■ Your instructions ■
Which lines of the data below hold "teeth"? Copy each of them.

■ Data in this exercise ■

===============

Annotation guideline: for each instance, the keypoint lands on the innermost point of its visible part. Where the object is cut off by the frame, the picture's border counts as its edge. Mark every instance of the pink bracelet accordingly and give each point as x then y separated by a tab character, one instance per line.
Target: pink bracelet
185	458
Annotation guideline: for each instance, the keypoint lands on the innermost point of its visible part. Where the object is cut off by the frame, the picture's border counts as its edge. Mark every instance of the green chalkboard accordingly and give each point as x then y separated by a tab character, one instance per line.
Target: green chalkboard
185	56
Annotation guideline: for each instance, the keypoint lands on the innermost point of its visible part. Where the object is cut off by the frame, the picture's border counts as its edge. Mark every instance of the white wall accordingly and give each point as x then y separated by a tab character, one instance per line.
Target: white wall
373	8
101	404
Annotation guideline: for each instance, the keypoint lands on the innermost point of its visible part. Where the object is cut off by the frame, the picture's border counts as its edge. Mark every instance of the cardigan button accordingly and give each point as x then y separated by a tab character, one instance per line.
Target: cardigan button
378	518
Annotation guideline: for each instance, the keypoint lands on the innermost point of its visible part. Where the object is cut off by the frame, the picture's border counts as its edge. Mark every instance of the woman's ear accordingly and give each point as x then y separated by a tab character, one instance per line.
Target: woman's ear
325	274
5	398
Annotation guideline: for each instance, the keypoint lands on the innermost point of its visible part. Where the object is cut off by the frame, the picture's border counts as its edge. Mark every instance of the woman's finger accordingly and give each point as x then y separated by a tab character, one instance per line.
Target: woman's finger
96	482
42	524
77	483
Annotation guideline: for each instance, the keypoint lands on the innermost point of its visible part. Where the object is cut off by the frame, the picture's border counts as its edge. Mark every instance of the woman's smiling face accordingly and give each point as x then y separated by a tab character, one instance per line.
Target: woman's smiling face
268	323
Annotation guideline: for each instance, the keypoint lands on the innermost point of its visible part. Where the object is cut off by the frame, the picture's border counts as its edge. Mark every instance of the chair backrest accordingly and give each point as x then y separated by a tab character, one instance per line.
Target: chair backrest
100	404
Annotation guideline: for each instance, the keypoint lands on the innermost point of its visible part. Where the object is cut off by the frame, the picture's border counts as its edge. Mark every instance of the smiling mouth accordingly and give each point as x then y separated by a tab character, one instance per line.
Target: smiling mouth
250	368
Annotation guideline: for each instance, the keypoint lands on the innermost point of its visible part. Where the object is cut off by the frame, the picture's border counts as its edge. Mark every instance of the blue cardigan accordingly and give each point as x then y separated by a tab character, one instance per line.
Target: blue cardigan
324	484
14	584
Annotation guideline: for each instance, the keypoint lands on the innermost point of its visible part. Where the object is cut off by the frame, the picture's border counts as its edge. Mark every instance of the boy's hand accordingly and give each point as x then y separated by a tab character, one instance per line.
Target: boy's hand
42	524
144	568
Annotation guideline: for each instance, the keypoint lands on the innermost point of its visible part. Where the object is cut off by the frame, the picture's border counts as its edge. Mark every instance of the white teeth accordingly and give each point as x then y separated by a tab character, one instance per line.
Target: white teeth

===============

■ Reply to the task ■
Annotation guideline: for each instance, the keypoint lands on the innermost point of its visible part. Where the object is cut off by the frame, the picture's border counts as its edge. Mark every instance of the white teeth accordingly and give each point as x then y separated by a tab character, one instance per line.
Target: white teeth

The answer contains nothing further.